● What needs to be done: Update the records below by changing every occurrence of "thickest part" to "widest part" and leaving everything else as it stands. Reproduce the updated records, leaving out the pictures.
--- Start Stored rows ---
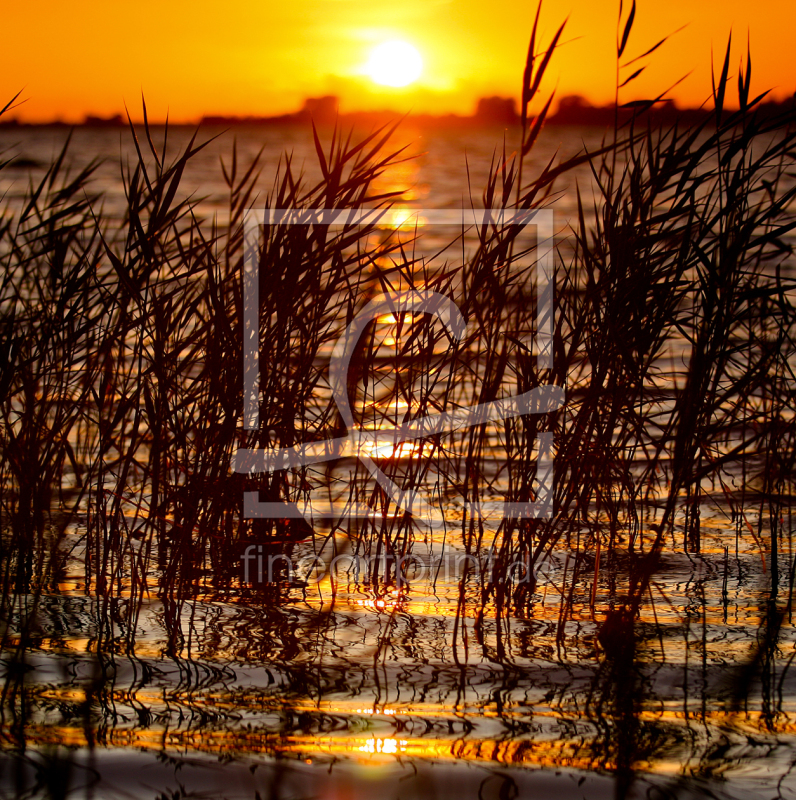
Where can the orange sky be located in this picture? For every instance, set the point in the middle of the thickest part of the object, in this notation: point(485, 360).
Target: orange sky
point(246, 57)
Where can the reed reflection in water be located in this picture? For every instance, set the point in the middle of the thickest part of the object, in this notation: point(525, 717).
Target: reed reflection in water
point(637, 643)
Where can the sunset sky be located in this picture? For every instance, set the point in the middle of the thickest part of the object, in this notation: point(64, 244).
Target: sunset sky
point(201, 57)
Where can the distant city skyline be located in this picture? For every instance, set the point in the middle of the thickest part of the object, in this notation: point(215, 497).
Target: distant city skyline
point(199, 59)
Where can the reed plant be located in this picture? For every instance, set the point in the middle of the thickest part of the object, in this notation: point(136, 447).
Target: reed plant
point(121, 373)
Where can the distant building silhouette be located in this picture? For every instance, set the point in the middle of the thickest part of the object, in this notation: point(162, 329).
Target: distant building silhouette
point(497, 110)
point(321, 110)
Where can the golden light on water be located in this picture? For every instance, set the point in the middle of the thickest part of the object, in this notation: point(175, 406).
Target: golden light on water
point(395, 63)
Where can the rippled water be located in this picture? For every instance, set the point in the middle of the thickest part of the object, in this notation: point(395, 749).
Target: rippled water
point(319, 685)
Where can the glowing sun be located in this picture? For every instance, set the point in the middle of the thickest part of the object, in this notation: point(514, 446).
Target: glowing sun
point(394, 64)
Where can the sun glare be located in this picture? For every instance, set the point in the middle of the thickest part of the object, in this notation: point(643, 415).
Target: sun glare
point(394, 64)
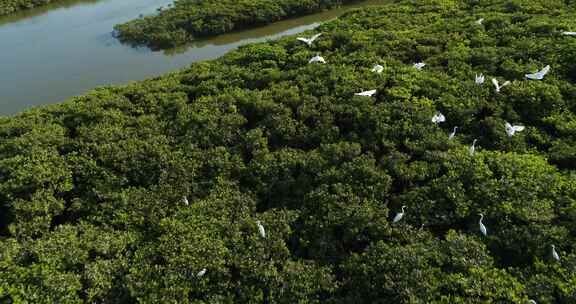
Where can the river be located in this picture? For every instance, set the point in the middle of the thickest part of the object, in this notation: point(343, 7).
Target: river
point(52, 53)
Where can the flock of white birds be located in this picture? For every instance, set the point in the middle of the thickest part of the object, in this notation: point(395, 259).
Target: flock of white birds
point(436, 119)
point(440, 118)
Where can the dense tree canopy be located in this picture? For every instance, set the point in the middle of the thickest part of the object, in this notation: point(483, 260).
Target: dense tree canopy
point(187, 20)
point(11, 6)
point(92, 190)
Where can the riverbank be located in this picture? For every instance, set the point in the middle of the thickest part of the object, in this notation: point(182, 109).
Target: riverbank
point(12, 6)
point(189, 20)
point(262, 177)
point(40, 67)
--- End Stored rows ---
● Response to this task:
Where can the orange sky be located in this picture? For every instance, set the point in the middle of the widest part of the object, in this notation: point(485, 360).
Target: orange sky
point(246, 57)
Where can the reed reflection in water be located in this picture? For every instance, set the point in the middle of the widest part of the object, in this notation: point(525, 717).
Target: reed reflection in water
point(637, 643)
Where can the sunset sky be located in this picture? For every instance, set the point in the middle of the widest part of the object, in this notation: point(64, 244).
Target: sunset sky
point(201, 57)
Where can the distant city skyline be located in this picture? For every instance, set the point in the middle of the widest part of the object, in this notation: point(215, 497).
Target: distant city skyline
point(199, 59)
Where can the reed plant be located in this picture? For every instance, set the point in the middle of the widest part of the object, in this notation: point(136, 447).
Target: reed plant
point(121, 373)
Where can the distant building silhouette be located in this picture? For every instance, set the point in the middle of the widest part of the object, in this notation: point(162, 329).
Target: distant building silhouette
point(497, 110)
point(321, 110)
Where can the golden light on water be located in this picture? For every instance, set the point in the middle of the widest part of the object, in this notation: point(175, 406).
Target: golden light on water
point(395, 63)
Where can the rippled water be located in this picture? For every instance, set the point in the middle of the widest part of the object, in this notation: point(395, 749).
Target: rippled water
point(319, 685)
Where can the glowing sun be located in this picture? For every instance, set the point in the middle of the widest part of the object, in this notation: point(514, 446).
Target: glowing sun
point(394, 64)
Where can the sun glare be located in this picture? For every instance, set the point in the middle of the widest part of the object, in this notation: point(643, 415).
Target: sun glare
point(394, 64)
Where can the river be located in this picture? For every instance, set the point in the middle of the widest part of the object, in this notation: point(343, 7).
Target: river
point(52, 53)
Where can the flock of white birds be located in this picture? For every instance, set the point in the middle of the widest part of the object, in this notation: point(395, 259).
Target: flock of white birds
point(436, 119)
point(440, 118)
Where can the dense tree canopy be located in this picture? For every instance, set the point in the middle of the widest part of the object, in this notation: point(483, 260).
Target: dense tree canopy
point(187, 20)
point(11, 6)
point(92, 190)
Where can the riverbank be located in this picture? For every instance, set the point in the middle of the widest part of the object, in this notation: point(182, 109).
Target: riverbank
point(12, 6)
point(189, 20)
point(262, 177)
point(40, 67)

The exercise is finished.